Searle believes there will be a split when it comes to people’s purchasing choices, echoing comments about how some consumers trade up and others trade down.
“At the highest level of income, we can talk about organic, health and wellness choices etc. But, at the other end, a lot will go for discounters and private label,” he says. “Pack size changes and reformulation will play a part in it. People with less cash will buy smaller, more frequent purchases or buy in bulk to keep costs down.”
He suggests this polarisation could have implications for food brands which are neither premium or low-cost. “In the middle I can see a filtering out of mainstream brands.”
Cyrille Filott, a global strategist for consumer goods at Dutch investor Rabobank, says the industry will, during the upcoming recession, “see the usual in that the high end and the low end do well”. The “unknown”, he says, “is consumer behaviour over the longer term”.
He suggests there is uncertainty over the prospects of smaller, innovative, challenger brands.

• _Exercise 1_
Quote the passage on consumer spending, starting with "He suggests this" and going on through "innovative, challenger brands.".
• _Exercise 2_
Based on the passage on consumer spending, explain why Searle sees trouble for mainstream food brands.

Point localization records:
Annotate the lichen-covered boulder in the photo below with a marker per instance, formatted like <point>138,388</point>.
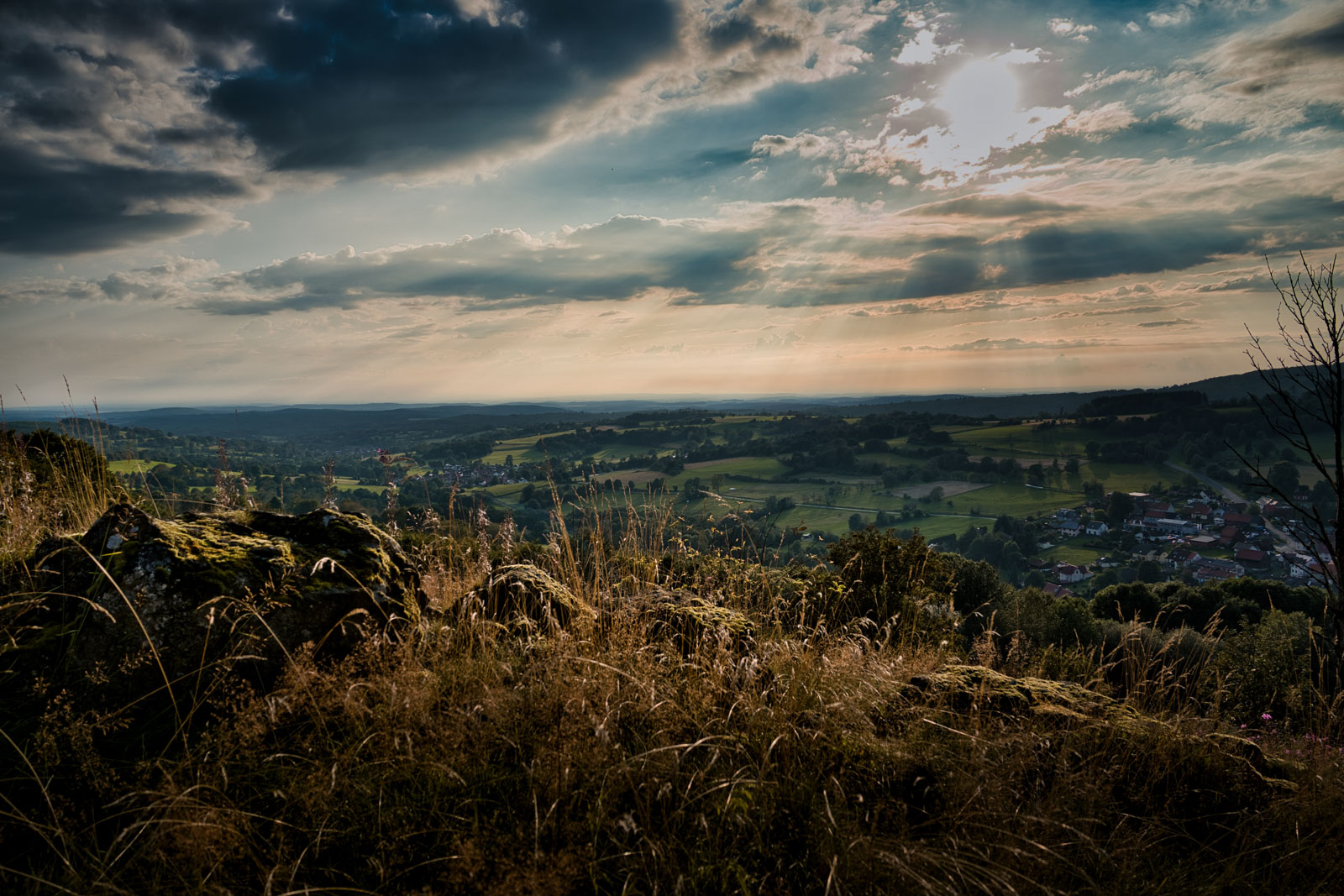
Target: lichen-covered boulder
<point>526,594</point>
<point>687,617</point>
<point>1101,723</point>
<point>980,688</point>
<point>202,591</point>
---
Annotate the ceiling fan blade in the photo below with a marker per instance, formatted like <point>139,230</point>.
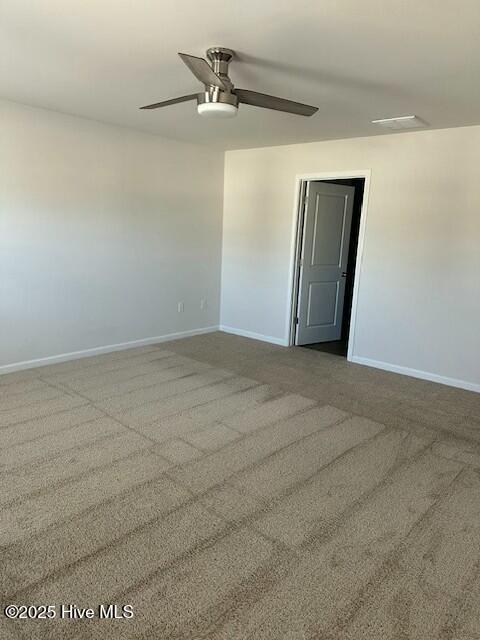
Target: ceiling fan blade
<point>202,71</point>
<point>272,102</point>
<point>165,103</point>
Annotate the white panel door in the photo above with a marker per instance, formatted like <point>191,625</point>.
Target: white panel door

• _Output 1_
He suggests this polarisation could have implications for food brands which are neither premium or low-cost. “In the middle I can see a filtering out of mainstream brands.”
Cyrille Filott, a global strategist for consumer goods at Dutch investor Rabobank, says the industry will, during the upcoming recession, “see the usual in that the high end and the low end do well”. The “unknown”, he says, “is consumer behaviour over the longer term”.
He suggests there is uncertainty over the prospects of smaller, innovative, challenger brands.

• _Output 2_
He expects purchasing to polarize. Higher-income shoppers will choose organic and health and wellness products, and many others will turn to discounters and private label. Brands that are neither premium nor low-cost sit in the middle of this split, so he foresees them being filtered out.